So, now that we've considered an overview of the Family, let us move along to the ideology bequeathed to the organization by its founder, Norwegian immigrant Abraham (Abram) Vereide. Vereide was a Methodist clergyman who claimed to have had a religious experience of some significance in 1935 that would serve as the cornerstone of the Family's ideological underpinnings.
"Abram prayed like this for years, and the years grew darker, the poor poorer, the world more broken, until one day in April of 1935 he received not just instructions for the day before him but a vision for the decades; God's hand moving His people in an entirely new direction. The revelation God gave him was simple: To the big man went strength, to the little men went need. Only the big man was capable of mending the world. But who would help the big man? Who would console him when he, as Abram did sometimes, wept in the early morning? That the big men of society wept Abram never doubted. He thought that powerful people, so clearly blessed by God, must surely possess equally great reserves of compassion and love that they wished to shower down on the weak, if only someone would show them how.
"Abram would show them how. This was his vision. His life thus far --in 1935, he was forty-nine, his once-dark brow gray like a North Pacific breaker --had followed an arc, he believed, but it had taken him a long time to see it. His ministry, he now realized, was not 'among those who have had the bottom knocked out of life, its derelicts, its failures,' as a friend would write years later, 'but, ultimately, among those even more in need, who live dangerously in high places.'
"For nearly 2,000 years, Abram concluded, Christianity --that is, the religion, the rituals, the stuff of men with their weak, sinful minds --had bent all its energies toward the poor, the sick, the starving. The 'down and out.' Christianity gave them fishes when it could and hope when it had nothing else to offer. But what good had it done? What been accomplished between Calvary and 1935?

_Exercise objective_
Reproduce the passage on Abraham Vereide's 1935 vision word for word, beginning at the words "So, now that" and stopping after "Family's ideological underpinnings.".

_Data entries_
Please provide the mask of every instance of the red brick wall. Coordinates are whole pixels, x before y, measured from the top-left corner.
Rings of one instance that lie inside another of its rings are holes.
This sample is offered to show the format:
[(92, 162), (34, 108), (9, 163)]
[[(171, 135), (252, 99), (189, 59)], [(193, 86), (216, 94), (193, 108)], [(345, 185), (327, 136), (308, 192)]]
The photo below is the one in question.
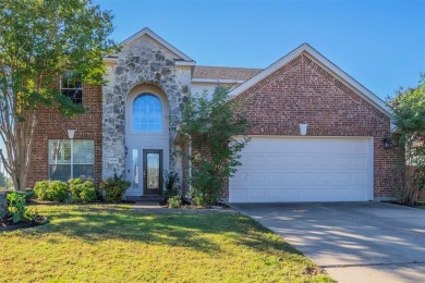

_Final answer_
So, now that we've considered an overview of the Family, let us move along to the ideology bequeathed to the organization by its founder, Norwegian immigrant Abraham (Abram) Vereide. Vereide was a Methodist clergyman who claimed to have had a religious experience of some significance in 1935 that would serve as the cornerstone of the Family's ideological underpinnings.